(Directions) Show every line of the data where the word "guitar" can be found.

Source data
Start of Block

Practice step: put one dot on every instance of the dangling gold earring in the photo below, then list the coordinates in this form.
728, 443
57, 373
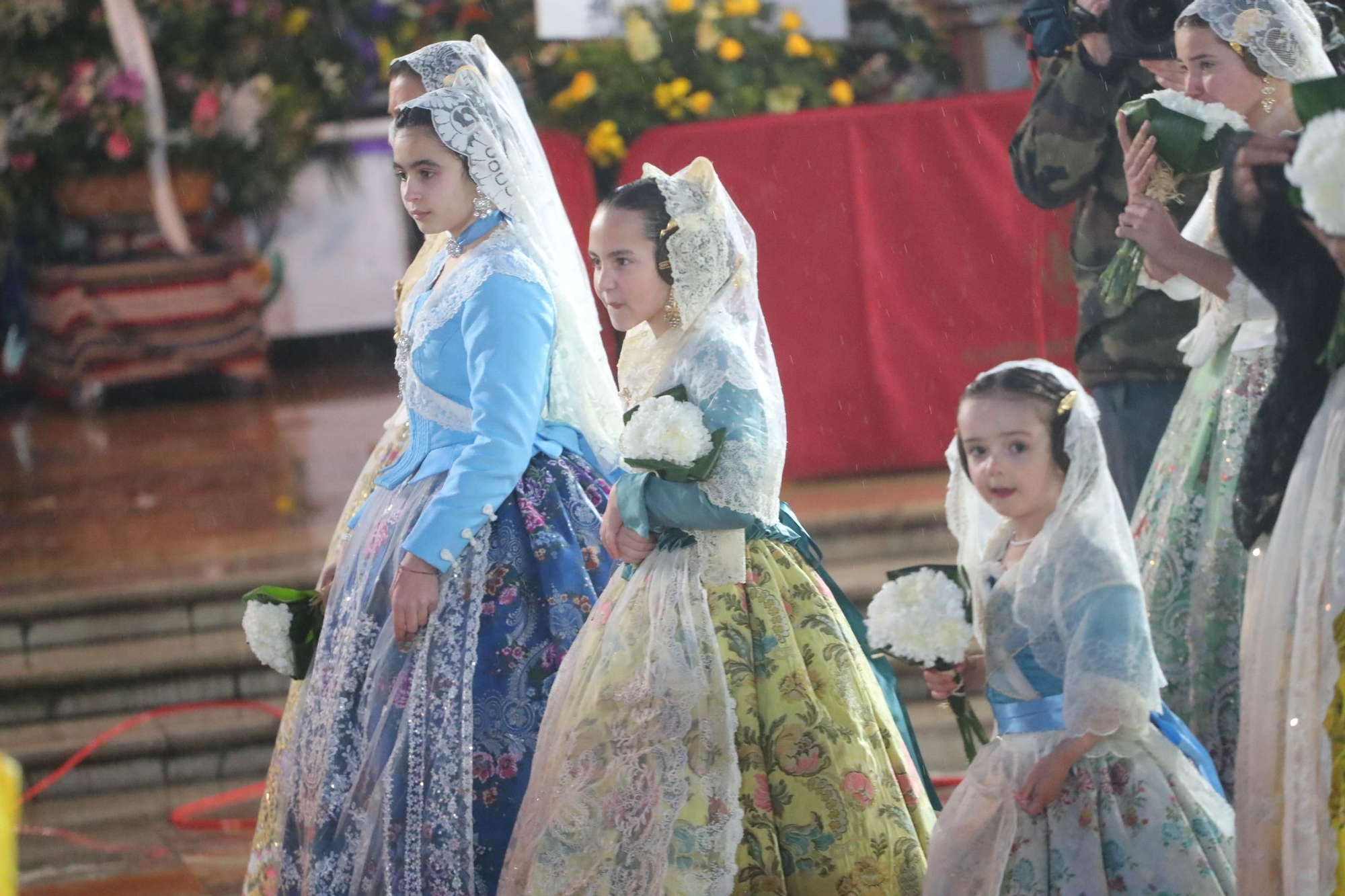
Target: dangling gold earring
1268, 96
673, 311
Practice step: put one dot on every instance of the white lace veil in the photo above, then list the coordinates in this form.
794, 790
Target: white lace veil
482, 119
439, 63
1284, 36
722, 354
1112, 676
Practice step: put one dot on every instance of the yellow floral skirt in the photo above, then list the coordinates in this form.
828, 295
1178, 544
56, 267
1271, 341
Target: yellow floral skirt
720, 740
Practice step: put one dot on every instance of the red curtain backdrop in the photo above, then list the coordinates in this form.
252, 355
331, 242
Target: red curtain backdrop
574, 175
896, 260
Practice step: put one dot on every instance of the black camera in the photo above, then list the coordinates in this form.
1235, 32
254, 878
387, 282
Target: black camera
1144, 29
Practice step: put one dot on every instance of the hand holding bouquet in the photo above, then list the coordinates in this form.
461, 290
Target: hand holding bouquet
1188, 139
922, 615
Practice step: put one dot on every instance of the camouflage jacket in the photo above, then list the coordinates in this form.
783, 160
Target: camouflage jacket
1067, 151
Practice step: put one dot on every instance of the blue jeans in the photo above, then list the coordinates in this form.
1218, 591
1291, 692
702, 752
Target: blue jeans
1133, 420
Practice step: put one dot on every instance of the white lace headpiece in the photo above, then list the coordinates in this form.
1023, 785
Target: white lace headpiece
1086, 545
723, 342
482, 118
1284, 36
439, 63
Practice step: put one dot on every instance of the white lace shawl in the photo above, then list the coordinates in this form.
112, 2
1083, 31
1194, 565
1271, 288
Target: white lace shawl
1112, 681
497, 253
723, 341
1284, 36
482, 119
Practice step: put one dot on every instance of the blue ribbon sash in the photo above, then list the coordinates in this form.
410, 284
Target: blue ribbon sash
1048, 713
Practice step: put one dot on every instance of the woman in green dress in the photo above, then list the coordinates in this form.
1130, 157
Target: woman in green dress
716, 727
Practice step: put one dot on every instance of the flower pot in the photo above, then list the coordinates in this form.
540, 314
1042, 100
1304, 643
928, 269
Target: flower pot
131, 194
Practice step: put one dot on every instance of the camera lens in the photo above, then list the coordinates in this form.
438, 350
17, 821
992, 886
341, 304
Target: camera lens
1144, 29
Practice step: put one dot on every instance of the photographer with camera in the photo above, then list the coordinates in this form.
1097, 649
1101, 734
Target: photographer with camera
1067, 151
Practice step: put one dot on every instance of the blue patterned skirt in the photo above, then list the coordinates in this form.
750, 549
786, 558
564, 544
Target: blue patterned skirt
410, 762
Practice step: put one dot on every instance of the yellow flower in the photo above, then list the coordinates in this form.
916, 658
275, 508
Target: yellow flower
798, 46
583, 87
642, 41
785, 99
700, 101
297, 21
841, 93
605, 145
707, 36
731, 50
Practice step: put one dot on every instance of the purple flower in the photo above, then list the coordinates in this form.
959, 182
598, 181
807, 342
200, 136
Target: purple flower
126, 85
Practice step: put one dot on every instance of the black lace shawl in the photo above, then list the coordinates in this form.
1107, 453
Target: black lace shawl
1299, 276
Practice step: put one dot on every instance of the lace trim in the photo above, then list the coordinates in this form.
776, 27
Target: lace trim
501, 253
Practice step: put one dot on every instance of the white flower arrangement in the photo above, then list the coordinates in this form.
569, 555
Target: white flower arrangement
666, 430
922, 616
267, 628
1215, 115
1319, 171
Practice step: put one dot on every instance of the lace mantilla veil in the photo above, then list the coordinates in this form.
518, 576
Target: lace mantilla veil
484, 119
1086, 545
723, 342
1284, 36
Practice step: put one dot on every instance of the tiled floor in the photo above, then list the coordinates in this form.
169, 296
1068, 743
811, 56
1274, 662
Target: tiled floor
169, 490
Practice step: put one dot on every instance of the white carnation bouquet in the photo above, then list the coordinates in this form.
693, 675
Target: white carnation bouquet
922, 615
282, 626
1192, 138
668, 434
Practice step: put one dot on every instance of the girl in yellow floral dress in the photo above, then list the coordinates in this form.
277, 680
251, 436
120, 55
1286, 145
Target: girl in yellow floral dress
716, 727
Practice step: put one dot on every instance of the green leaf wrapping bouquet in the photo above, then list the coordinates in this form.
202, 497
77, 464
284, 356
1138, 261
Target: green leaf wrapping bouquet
668, 435
282, 626
1192, 138
923, 615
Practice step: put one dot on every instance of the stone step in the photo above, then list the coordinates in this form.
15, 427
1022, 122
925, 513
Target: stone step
204, 745
127, 677
106, 615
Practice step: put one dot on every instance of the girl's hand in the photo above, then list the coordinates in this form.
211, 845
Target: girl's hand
1046, 782
415, 596
325, 583
1159, 272
1148, 222
944, 684
1141, 158
621, 542
973, 671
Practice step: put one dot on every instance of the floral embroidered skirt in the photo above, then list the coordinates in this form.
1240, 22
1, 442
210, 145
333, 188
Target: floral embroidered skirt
406, 766
1192, 565
1135, 817
720, 740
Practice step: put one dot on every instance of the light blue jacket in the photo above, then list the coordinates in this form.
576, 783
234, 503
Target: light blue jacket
475, 368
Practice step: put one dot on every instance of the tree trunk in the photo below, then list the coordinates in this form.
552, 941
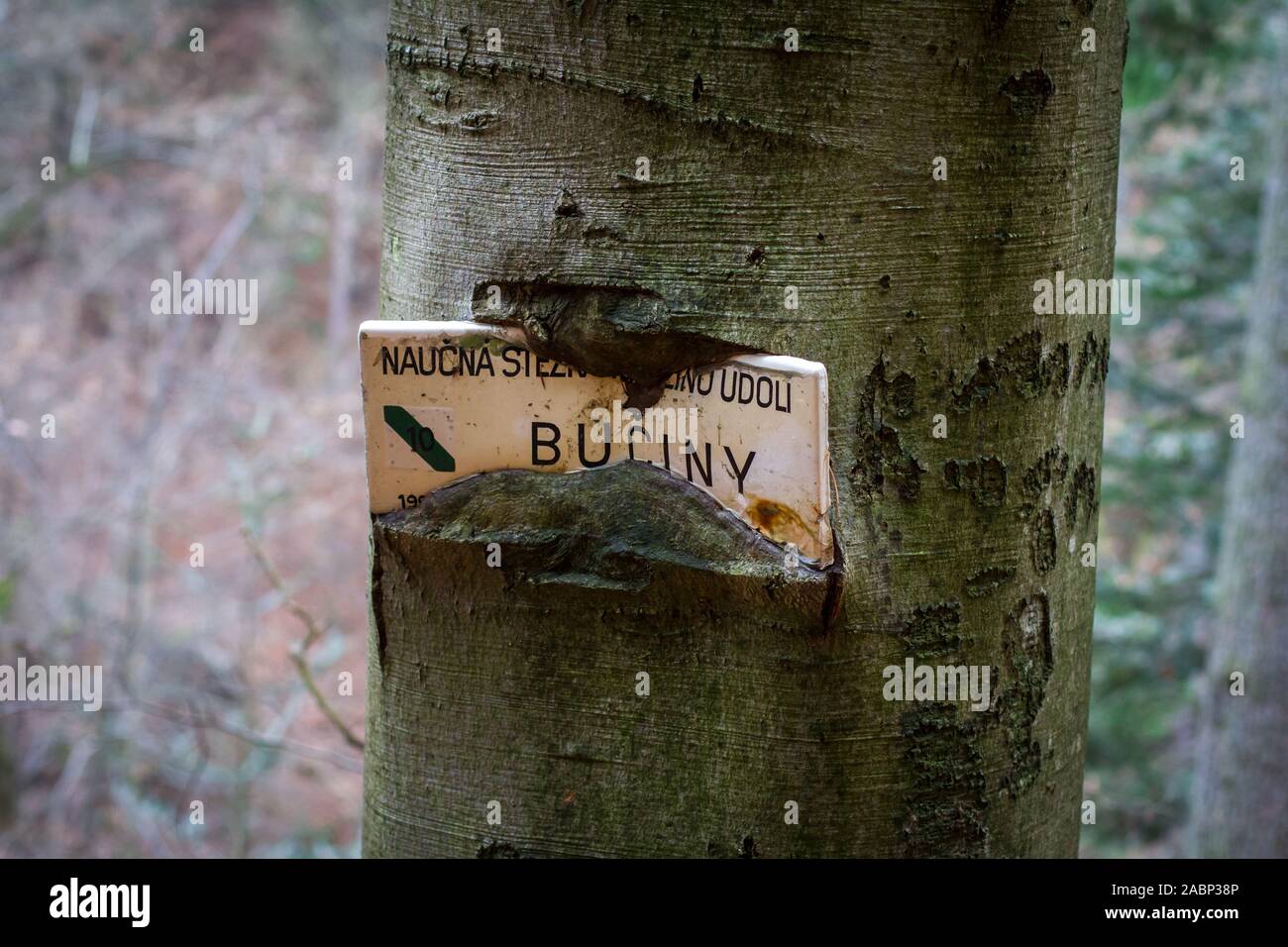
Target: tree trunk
503, 715
1240, 796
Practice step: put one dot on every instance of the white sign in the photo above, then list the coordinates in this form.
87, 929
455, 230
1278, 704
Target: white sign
451, 399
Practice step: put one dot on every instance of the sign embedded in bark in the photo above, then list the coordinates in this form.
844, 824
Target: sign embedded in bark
450, 399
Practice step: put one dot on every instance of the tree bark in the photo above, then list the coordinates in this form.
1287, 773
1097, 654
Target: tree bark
1240, 789
511, 690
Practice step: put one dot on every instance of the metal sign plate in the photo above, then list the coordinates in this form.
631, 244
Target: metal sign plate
450, 399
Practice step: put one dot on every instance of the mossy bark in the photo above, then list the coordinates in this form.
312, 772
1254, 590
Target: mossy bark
768, 169
1240, 789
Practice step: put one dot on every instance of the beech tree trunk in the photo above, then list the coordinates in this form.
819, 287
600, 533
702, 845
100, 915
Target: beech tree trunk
503, 716
1240, 791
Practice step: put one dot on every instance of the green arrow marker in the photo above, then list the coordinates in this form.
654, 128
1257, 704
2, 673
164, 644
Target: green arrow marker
420, 438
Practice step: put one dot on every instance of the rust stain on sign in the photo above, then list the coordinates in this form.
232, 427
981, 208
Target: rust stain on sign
451, 399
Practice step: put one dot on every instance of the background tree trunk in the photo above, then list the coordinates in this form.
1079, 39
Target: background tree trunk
1240, 791
768, 169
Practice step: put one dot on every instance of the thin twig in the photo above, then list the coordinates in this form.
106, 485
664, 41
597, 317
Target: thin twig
313, 631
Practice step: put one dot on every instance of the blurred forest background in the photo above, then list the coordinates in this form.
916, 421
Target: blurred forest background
176, 432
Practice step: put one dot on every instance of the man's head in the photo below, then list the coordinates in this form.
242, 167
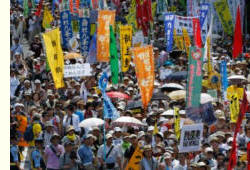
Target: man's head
55, 139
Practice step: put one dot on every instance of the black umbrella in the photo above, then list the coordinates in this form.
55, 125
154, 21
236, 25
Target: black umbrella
180, 75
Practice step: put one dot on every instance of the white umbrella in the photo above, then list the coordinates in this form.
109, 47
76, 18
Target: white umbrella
237, 77
127, 121
91, 122
248, 96
168, 113
173, 85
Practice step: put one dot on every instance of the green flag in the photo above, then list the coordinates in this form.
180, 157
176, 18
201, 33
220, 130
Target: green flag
114, 65
26, 8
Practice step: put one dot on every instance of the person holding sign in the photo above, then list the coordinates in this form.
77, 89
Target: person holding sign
109, 156
148, 162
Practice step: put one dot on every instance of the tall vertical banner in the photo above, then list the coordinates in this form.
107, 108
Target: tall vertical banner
131, 17
204, 11
105, 18
187, 40
177, 121
144, 67
66, 28
161, 6
169, 30
237, 44
224, 81
54, 55
84, 31
223, 12
178, 40
197, 32
109, 109
125, 45
114, 63
91, 59
194, 76
47, 18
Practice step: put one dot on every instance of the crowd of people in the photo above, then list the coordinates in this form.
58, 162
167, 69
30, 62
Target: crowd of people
46, 122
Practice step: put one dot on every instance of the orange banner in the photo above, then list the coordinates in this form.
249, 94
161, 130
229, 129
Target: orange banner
105, 18
144, 67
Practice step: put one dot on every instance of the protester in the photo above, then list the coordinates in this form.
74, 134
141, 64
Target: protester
180, 102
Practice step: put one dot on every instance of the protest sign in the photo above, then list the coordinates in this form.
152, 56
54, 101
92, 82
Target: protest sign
77, 70
144, 67
105, 19
194, 76
223, 12
84, 31
125, 44
169, 21
66, 28
204, 113
191, 136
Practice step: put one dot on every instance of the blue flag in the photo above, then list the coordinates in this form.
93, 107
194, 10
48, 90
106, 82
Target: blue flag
169, 30
66, 27
92, 51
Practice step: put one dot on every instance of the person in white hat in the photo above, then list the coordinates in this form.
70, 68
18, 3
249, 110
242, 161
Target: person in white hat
148, 161
117, 136
110, 157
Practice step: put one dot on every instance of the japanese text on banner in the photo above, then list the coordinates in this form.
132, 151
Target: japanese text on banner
105, 18
125, 44
144, 66
55, 56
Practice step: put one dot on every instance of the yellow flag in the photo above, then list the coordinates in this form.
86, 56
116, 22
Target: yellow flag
234, 107
187, 40
178, 40
125, 45
177, 120
232, 90
54, 54
47, 18
134, 162
131, 17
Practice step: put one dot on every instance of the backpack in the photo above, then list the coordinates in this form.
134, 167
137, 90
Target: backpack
28, 134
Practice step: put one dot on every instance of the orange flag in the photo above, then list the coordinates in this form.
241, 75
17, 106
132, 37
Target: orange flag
144, 67
237, 45
105, 18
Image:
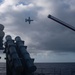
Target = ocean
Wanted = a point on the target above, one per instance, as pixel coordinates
(48, 69)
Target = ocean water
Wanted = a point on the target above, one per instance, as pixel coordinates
(48, 69)
(55, 68)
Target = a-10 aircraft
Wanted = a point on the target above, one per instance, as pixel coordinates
(28, 20)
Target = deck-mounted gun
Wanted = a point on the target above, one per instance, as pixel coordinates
(18, 61)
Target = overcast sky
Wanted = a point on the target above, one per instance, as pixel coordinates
(47, 40)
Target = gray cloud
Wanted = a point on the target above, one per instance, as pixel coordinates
(43, 33)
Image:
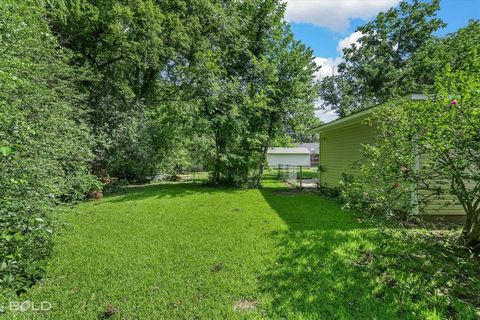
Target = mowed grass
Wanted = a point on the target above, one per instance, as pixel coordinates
(184, 251)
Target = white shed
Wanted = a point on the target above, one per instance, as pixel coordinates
(288, 156)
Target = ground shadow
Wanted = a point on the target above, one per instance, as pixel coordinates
(163, 190)
(331, 266)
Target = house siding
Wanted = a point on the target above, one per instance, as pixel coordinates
(290, 159)
(341, 147)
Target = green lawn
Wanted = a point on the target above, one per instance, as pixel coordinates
(183, 251)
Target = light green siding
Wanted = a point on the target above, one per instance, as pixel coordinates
(340, 149)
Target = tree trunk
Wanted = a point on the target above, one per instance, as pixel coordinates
(471, 231)
(264, 151)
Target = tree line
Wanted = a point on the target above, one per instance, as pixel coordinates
(99, 90)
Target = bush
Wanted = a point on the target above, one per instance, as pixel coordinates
(44, 142)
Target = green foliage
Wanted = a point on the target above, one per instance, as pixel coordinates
(383, 64)
(289, 255)
(45, 143)
(442, 134)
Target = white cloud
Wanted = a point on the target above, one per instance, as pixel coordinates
(328, 66)
(348, 41)
(334, 14)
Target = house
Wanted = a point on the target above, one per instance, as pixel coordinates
(299, 156)
(340, 147)
(314, 148)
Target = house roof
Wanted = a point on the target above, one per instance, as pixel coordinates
(362, 115)
(313, 147)
(298, 150)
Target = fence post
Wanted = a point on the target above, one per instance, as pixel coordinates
(300, 177)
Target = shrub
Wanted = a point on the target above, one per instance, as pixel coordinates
(44, 142)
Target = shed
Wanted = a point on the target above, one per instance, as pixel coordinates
(341, 144)
(299, 156)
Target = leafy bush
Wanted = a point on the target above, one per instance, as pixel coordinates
(45, 144)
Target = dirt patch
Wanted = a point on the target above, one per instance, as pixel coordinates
(245, 305)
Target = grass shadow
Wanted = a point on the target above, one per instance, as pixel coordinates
(163, 190)
(331, 265)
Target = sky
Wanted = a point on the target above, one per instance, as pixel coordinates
(327, 26)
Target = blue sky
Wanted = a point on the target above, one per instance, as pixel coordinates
(328, 25)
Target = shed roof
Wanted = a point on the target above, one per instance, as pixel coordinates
(362, 115)
(298, 150)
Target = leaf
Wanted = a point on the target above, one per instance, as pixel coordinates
(5, 151)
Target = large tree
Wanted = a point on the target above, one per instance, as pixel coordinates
(378, 66)
(45, 143)
(442, 135)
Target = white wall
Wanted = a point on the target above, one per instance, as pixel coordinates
(292, 159)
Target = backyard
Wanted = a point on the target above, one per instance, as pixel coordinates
(188, 251)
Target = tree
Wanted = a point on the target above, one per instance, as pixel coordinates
(444, 132)
(45, 144)
(377, 67)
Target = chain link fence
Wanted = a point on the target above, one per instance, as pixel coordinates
(298, 176)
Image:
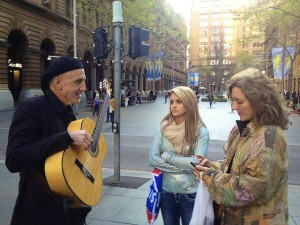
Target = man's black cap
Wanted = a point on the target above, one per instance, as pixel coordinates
(61, 65)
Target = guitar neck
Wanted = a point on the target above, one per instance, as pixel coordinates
(99, 123)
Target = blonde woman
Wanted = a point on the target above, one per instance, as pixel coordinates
(180, 136)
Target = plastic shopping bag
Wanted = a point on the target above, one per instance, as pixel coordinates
(203, 212)
(153, 199)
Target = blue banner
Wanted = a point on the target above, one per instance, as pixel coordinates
(154, 66)
(149, 68)
(196, 79)
(153, 199)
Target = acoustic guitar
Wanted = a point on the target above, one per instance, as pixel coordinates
(76, 173)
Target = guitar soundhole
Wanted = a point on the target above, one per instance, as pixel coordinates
(94, 149)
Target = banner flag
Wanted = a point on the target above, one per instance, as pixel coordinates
(196, 79)
(149, 68)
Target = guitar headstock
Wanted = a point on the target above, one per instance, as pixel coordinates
(105, 85)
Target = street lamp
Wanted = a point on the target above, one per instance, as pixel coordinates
(173, 69)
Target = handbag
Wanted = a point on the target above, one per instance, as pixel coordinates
(217, 212)
(153, 199)
(203, 212)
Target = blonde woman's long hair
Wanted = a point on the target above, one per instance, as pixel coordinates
(193, 120)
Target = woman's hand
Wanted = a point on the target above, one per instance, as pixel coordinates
(203, 167)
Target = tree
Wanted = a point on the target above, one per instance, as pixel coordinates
(279, 21)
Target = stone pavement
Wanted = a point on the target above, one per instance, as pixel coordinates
(123, 204)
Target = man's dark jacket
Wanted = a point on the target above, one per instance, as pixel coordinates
(38, 130)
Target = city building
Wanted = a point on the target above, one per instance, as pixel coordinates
(34, 32)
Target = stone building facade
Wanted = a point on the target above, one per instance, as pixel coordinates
(34, 32)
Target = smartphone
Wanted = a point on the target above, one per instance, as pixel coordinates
(194, 164)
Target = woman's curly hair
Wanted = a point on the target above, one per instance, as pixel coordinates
(269, 106)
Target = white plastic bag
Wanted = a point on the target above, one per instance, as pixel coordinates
(203, 212)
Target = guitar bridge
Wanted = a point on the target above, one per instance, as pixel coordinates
(84, 170)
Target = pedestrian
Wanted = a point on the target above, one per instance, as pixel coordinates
(295, 103)
(250, 183)
(181, 135)
(166, 97)
(38, 130)
(138, 97)
(96, 105)
(151, 96)
(112, 109)
(210, 98)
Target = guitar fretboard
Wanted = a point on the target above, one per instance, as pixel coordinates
(99, 124)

End of Block

(The answer)
Target = guitar neck
Target = acoustic guitar
Target = guitar soundhole
Target = guitar headstock
Target = guitar bridge
Target = guitar fretboard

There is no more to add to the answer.